> _Input for this task_
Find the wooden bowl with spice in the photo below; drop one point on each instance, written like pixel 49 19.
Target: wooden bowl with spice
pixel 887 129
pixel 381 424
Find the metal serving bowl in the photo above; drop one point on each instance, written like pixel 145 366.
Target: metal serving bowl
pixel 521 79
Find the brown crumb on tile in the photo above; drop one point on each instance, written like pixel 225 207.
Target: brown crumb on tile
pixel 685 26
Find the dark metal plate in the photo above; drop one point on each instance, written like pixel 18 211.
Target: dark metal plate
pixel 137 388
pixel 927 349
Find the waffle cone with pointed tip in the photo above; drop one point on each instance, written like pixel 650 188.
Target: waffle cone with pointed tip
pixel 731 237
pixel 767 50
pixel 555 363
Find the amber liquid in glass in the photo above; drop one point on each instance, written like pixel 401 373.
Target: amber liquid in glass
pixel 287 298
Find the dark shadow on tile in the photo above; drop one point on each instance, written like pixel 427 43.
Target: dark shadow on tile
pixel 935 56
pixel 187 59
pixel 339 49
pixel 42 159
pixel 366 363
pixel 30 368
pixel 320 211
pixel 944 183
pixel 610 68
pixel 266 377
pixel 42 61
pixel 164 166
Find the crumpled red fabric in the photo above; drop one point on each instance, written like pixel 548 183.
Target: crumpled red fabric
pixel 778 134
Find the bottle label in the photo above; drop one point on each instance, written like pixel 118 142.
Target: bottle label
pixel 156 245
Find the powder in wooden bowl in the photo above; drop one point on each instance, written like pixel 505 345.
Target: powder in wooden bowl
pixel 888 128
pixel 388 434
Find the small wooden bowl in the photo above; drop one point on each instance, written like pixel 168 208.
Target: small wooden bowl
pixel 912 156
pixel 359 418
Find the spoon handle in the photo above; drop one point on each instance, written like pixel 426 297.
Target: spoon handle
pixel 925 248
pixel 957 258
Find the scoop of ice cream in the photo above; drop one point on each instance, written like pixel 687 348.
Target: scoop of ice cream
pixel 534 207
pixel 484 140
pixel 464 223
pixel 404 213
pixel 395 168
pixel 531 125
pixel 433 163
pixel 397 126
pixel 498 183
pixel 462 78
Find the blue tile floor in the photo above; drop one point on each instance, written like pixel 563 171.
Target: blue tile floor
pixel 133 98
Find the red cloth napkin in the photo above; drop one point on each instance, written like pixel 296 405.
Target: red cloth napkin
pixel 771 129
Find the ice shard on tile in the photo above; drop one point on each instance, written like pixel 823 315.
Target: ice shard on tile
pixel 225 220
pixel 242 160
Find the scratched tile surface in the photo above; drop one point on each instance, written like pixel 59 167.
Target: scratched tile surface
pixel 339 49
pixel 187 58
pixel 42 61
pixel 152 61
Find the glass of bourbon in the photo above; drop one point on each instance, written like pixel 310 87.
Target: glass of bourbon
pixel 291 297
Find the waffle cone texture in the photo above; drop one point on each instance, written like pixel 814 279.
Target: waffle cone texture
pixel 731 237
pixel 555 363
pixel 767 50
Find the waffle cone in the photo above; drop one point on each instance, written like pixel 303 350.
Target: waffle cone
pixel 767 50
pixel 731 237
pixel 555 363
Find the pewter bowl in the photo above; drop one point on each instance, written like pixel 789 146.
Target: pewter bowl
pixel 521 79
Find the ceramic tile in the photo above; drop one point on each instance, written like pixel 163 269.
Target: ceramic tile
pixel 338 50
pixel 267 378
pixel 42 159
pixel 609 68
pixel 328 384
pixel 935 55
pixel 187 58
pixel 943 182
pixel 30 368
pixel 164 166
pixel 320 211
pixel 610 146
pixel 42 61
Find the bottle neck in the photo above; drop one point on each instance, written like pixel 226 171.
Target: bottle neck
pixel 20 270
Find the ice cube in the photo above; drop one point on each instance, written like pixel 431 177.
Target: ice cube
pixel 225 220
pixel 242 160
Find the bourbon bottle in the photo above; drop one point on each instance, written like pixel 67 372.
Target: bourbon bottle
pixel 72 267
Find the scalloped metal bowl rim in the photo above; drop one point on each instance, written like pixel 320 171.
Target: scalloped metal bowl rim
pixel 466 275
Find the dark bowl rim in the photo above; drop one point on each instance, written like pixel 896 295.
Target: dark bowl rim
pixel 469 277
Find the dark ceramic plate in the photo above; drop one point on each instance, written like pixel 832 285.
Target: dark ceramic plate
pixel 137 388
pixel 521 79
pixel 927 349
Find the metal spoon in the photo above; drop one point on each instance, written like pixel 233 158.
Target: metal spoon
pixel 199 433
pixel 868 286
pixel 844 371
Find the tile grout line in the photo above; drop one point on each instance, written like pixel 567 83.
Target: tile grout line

> _The problem_
Print the line containing "Find the scalloped" and every line after it to the end of the records above, exactly as written, and nothing else.

> _Answer to the problem_
Find the scalloped metal bowl rim in the photo above; drop one point on each instance, written like pixel 320 171.
Target: scalloped metal bowl rim
pixel 466 275
Find the dark bowl rim in the photo above; drop one point on each instance, written like pixel 896 295.
Target: dark bowl rim
pixel 469 277
Find the dark ceramic plate in the photo above; drop one point on each instance, written like pixel 832 285.
Target: dark ceramic plate
pixel 137 388
pixel 521 79
pixel 927 349
Find the metal spoon in the photo above; drop one point on each instance, written like pixel 233 158.
Target: metal spoon
pixel 199 433
pixel 868 286
pixel 844 371
Find the tile grout line in the photo above; drop one point on each instance, written like pixel 567 83.
Target: tile grout line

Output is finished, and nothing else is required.